Excerpts from point annotation data:
________________________

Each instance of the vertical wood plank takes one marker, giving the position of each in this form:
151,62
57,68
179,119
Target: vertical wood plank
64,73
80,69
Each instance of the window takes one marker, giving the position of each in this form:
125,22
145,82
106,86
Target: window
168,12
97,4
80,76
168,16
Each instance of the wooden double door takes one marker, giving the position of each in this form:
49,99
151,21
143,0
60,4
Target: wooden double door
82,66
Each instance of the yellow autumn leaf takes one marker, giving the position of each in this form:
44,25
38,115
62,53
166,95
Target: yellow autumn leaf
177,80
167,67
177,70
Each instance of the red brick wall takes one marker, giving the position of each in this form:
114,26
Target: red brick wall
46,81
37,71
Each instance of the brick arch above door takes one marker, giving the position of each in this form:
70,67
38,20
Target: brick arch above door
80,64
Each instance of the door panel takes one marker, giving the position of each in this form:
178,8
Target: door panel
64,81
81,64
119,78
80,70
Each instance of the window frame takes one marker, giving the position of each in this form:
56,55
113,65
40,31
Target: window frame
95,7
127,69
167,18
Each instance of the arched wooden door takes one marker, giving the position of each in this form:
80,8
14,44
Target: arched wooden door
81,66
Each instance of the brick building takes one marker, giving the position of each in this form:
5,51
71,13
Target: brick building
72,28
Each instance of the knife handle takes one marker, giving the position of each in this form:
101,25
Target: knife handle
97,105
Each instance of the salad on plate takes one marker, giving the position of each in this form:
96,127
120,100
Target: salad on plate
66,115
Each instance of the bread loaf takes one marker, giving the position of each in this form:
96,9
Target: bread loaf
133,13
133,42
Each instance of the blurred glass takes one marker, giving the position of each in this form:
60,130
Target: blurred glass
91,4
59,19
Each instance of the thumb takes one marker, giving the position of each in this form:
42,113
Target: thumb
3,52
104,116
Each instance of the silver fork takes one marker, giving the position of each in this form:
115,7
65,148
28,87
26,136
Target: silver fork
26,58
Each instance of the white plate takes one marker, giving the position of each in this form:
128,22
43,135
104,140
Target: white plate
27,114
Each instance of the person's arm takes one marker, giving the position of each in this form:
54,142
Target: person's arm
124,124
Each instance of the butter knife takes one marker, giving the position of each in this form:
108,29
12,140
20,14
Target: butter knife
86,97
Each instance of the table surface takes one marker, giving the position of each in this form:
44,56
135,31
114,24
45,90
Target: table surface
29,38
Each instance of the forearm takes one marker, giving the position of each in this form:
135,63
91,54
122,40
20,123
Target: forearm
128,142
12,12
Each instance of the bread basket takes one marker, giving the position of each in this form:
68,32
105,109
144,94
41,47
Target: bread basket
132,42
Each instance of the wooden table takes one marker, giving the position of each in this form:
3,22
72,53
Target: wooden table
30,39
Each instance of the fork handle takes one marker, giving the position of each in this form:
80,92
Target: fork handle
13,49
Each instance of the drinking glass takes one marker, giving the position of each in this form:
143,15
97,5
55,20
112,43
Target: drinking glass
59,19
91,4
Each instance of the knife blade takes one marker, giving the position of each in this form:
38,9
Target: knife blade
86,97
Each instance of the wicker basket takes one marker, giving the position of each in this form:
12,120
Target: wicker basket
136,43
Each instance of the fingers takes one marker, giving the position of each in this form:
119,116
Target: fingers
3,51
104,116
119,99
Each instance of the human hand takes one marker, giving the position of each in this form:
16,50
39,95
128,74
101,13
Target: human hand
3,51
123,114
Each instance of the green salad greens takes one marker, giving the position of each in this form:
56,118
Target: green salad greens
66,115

________________________

Put each line of the entries above into a JSON list of strings, one string per line, with blank lines omitted.

**Worked answer**.
[
  "Each instance of the vertical wood plank takes one marker, giving the position of each in this form:",
  "151,62",
  "57,68",
  "179,119",
  "Target: vertical wood plank",
  "64,73",
  "80,69",
  "Each instance of the window takes one marker, giving the position of each in this form:",
  "125,22",
  "145,82",
  "106,86",
  "Target: window",
  "168,12",
  "97,4",
  "80,76",
  "168,16",
  "Each instance of the wooden double door takes one marker, giving the position of each in this form:",
  "49,99",
  "151,21",
  "143,0",
  "60,4",
  "Target: wooden double door",
  "82,66",
  "Each instance of the yellow autumn leaf takes one marker, giving the position of each in this form:",
  "44,25",
  "38,115",
  "62,53",
  "166,95",
  "Target: yellow autumn leaf",
  "177,80",
  "167,67",
  "177,70",
  "Each instance of the red brick wall takes one marker, giving the position of each in this form:",
  "114,26",
  "Target: red brick wall",
  "46,81",
  "37,71",
  "Each instance of the brick arch above door takes one marker, giving the position of each in this form:",
  "70,67",
  "38,20",
  "Target: brick arch above door",
  "80,64",
  "Each instance of the door panel takes one marker, giving the position of each in this form:",
  "178,8",
  "Target: door panel",
  "64,81",
  "81,64",
  "119,78",
  "80,70",
  "Each instance of the window frame takes one marker, giving the position of each in this form:",
  "56,55",
  "113,65",
  "40,31",
  "Target: window frame",
  "95,7",
  "127,69",
  "167,18",
  "Each instance of the arched wooden door takes one marker, giving the position of each in this form:",
  "80,8",
  "14,44",
  "Target: arched wooden door",
  "81,66",
  "Each instance of the brick building takes one marker, giving the position of each in this form:",
  "5,51",
  "71,13",
  "Target: brick building",
  "72,28",
  "Each instance of the knife handle takes one marker, giving the position of each in this form:",
  "101,25",
  "Target: knife handle",
  "97,105",
  "Each instance of the salad on plate takes one marker, giving the position of each in this form:",
  "96,127",
  "120,100",
  "Target: salad on plate",
  "66,115",
  "Each instance of the bread loaf takes one marker, giving the position of each in this form:",
  "96,9",
  "Target: bread loaf",
  "133,13",
  "133,42",
  "Each instance of the blurred glass takes one marker, giving the position of each in this form:",
  "60,130",
  "Target: blurred glass",
  "91,4",
  "59,19",
  "Each instance of the thumb takes one marker, giving the position of each in this form:",
  "42,113",
  "Target: thumb",
  "3,52",
  "104,116",
  "Each instance of the silver fork takes one marker, giving the position of each in this form:",
  "115,7",
  "65,148",
  "28,87",
  "26,136",
  "Target: silver fork",
  "26,58",
  "Each instance of the white plate takes one marker, giving the position of each in this form:",
  "128,22",
  "43,135",
  "104,140",
  "Target: white plate",
  "27,114",
  "Each instance of the person's arm takes one marker, giving the position of each in this form:",
  "54,142",
  "Target: person's arm",
  "124,124",
  "Each instance of the butter knife takes one marker, giving the position of each in this form:",
  "108,29",
  "12,140",
  "20,14",
  "Target: butter knife",
  "86,97",
  "Each instance of the table surface takes one marker, giving the position of each in this form:",
  "44,56",
  "135,31",
  "114,24",
  "45,90",
  "Target: table surface",
  "29,38",
  "Each instance of the forearm takes one marker, giving the position of each in this form:",
  "135,63",
  "91,54",
  "122,40",
  "20,123",
  "Target: forearm",
  "128,142",
  "12,12",
  "Each instance of the bread basket takes one marker, giving the position of each in this form:",
  "68,32",
  "105,109",
  "144,94",
  "41,47",
  "Target: bread basket",
  "132,42",
  "Each instance of the wooden table takes one marker, giving the position of each in this form:",
  "3,22",
  "72,53",
  "Target: wooden table",
  "30,39",
  "Each instance of the fork handle takes one marker, giving the position of each in this form:",
  "80,92",
  "Target: fork handle",
  "13,49",
  "Each instance of the drinking glass takes one marker, giving the position of each in this form:",
  "143,15",
  "97,5",
  "55,20",
  "112,43",
  "Target: drinking glass",
  "59,19",
  "91,4",
  "Each instance of the knife blade takes one marker, giving the position of each in this form:",
  "38,9",
  "Target: knife blade",
  "86,97",
  "Each instance of the wicker basket takes one marker, giving the position of each in this form:",
  "12,120",
  "Target: wicker basket",
  "136,43",
  "Each instance of the fingers takes one marker, giving the position of each in this form:",
  "119,116",
  "Target: fingers",
  "3,51",
  "104,116",
  "119,99",
  "Each instance of the human hand takes one marker, giving the position of each in this form:",
  "16,50",
  "39,95",
  "128,74",
  "101,13",
  "Target: human hand",
  "3,51",
  "123,114",
  "Each instance of the green salad greens takes one marker, giving the position of each in this form:",
  "56,118",
  "Target: green salad greens",
  "66,115"
]